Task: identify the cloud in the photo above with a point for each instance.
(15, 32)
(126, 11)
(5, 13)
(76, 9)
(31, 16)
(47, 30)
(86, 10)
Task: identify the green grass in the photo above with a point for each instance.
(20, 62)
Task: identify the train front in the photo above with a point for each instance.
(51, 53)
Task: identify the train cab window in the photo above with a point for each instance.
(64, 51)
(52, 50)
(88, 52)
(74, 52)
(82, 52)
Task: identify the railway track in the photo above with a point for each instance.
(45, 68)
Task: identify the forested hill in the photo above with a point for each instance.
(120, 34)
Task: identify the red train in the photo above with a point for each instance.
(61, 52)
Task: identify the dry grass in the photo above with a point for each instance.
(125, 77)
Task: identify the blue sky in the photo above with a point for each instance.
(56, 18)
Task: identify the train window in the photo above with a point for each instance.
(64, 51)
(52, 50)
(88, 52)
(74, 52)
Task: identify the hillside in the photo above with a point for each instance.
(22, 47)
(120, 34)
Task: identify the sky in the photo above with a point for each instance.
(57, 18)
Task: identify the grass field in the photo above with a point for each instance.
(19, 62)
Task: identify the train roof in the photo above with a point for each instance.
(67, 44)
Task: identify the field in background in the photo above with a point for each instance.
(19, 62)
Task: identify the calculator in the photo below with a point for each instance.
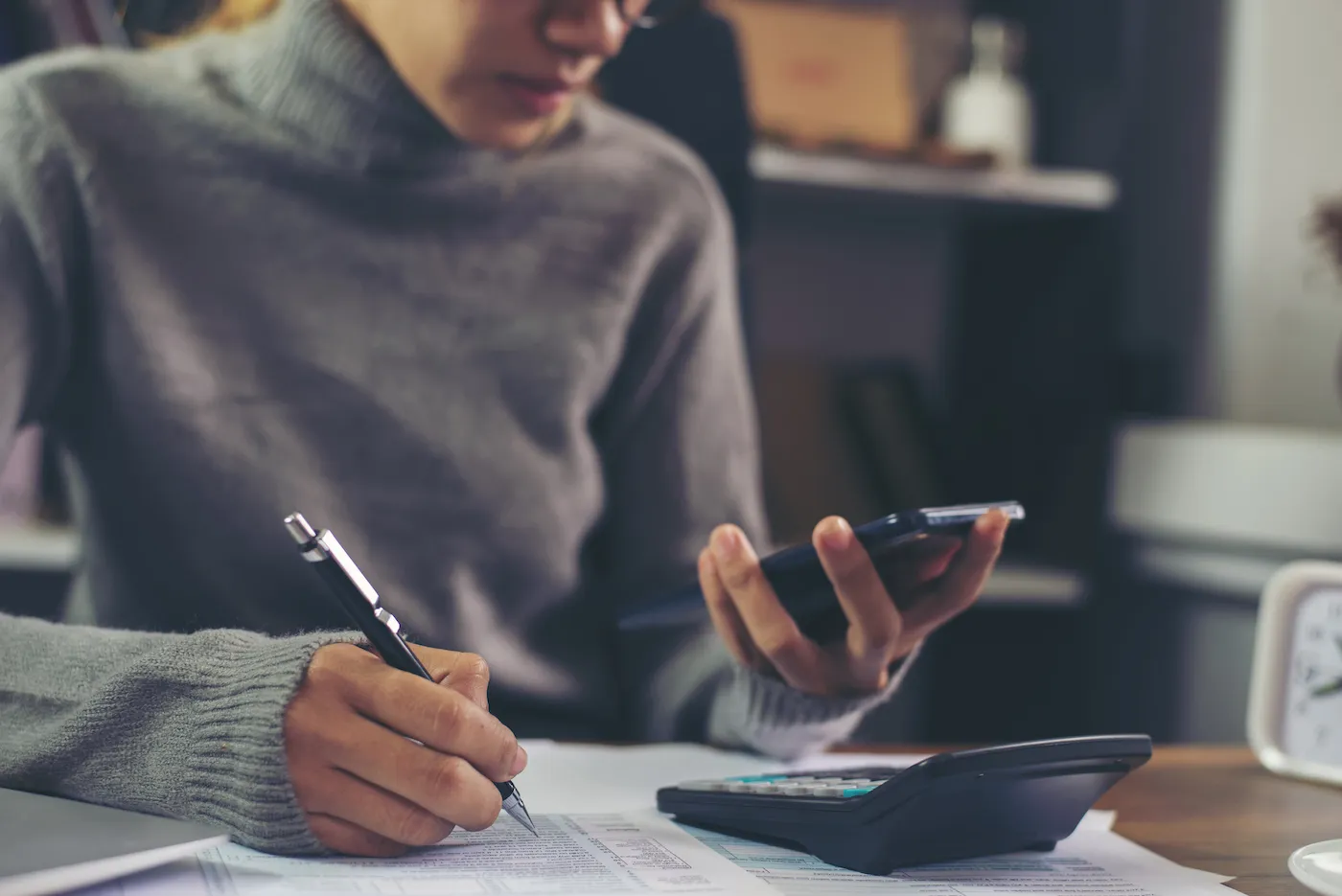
(953, 805)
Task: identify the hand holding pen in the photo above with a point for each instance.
(380, 759)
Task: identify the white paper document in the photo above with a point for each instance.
(1090, 862)
(574, 855)
(601, 835)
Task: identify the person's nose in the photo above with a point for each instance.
(587, 27)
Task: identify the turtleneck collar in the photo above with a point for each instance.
(312, 69)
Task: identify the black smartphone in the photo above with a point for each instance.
(800, 581)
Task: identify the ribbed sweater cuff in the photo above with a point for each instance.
(774, 718)
(237, 772)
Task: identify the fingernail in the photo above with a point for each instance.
(838, 536)
(520, 762)
(727, 543)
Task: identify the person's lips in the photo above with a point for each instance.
(539, 96)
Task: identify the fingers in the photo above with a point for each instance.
(724, 613)
(467, 674)
(388, 817)
(436, 717)
(446, 786)
(965, 577)
(874, 623)
(774, 632)
(345, 838)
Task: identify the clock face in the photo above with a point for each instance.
(1312, 715)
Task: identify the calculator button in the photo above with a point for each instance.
(764, 788)
(827, 791)
(798, 791)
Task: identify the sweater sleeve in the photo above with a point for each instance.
(682, 457)
(177, 724)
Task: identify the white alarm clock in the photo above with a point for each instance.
(1295, 695)
(1295, 691)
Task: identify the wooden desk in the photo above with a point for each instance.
(1215, 809)
(1218, 811)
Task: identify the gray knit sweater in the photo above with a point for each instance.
(250, 274)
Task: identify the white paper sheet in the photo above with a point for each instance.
(1090, 862)
(596, 805)
(586, 853)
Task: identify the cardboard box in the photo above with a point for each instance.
(821, 73)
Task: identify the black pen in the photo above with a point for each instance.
(382, 631)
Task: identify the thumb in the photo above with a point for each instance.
(467, 674)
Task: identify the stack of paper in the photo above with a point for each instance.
(600, 833)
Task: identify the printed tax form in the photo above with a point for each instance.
(600, 835)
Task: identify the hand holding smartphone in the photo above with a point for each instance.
(801, 584)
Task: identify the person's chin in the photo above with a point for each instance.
(519, 133)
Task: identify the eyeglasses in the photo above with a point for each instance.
(650, 13)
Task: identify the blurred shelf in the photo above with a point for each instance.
(37, 549)
(1030, 586)
(1030, 188)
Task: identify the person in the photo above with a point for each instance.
(384, 264)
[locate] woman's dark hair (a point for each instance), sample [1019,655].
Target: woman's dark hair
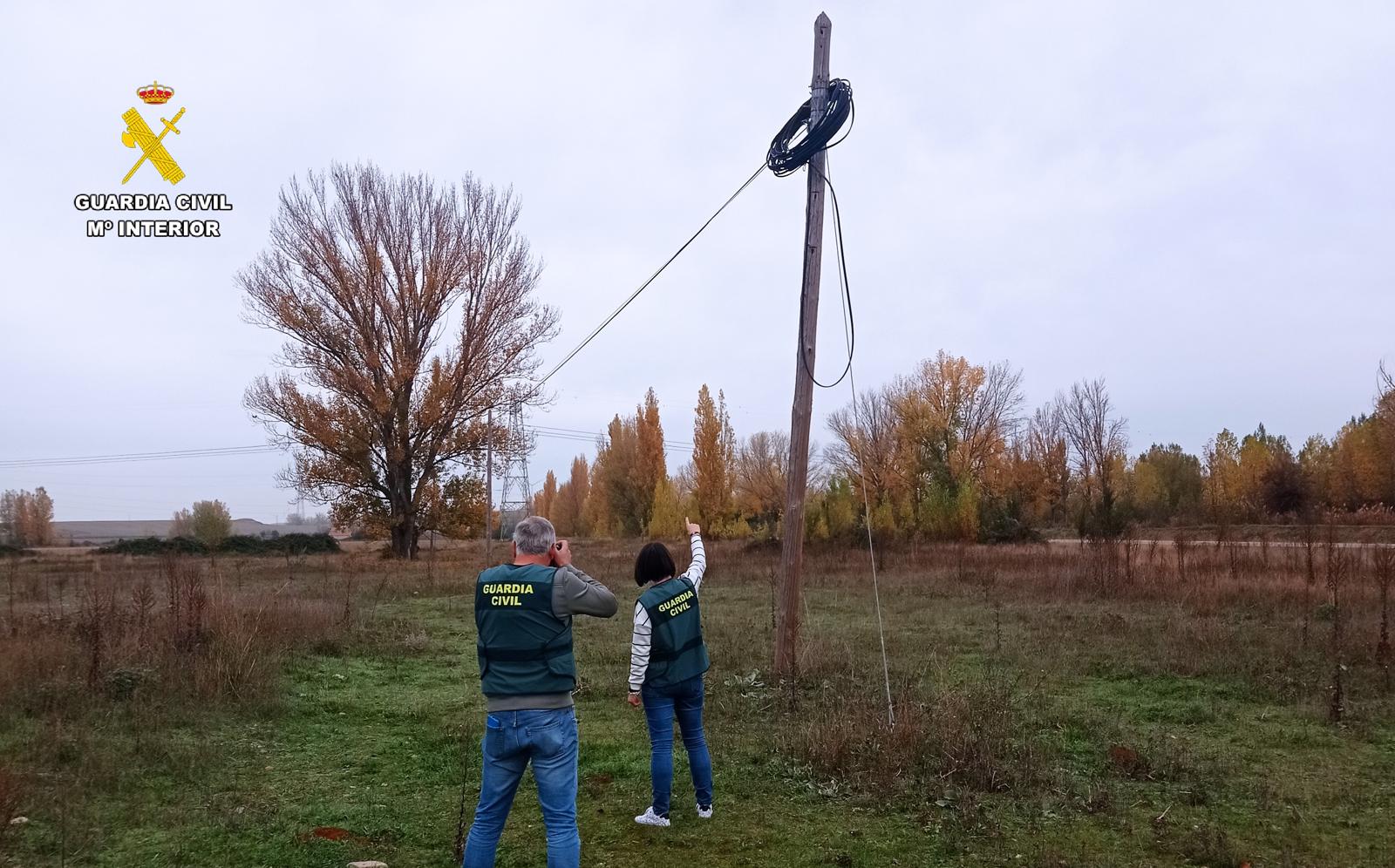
************
* _BRIEF_: Determine which lines above include the word "dark", and report those lines in full.

* _RESPONSE TO THIS EXERCISE_:
[locate] woman's dark hair (a point for each instance), sample [1019,655].
Target: woman's dark hair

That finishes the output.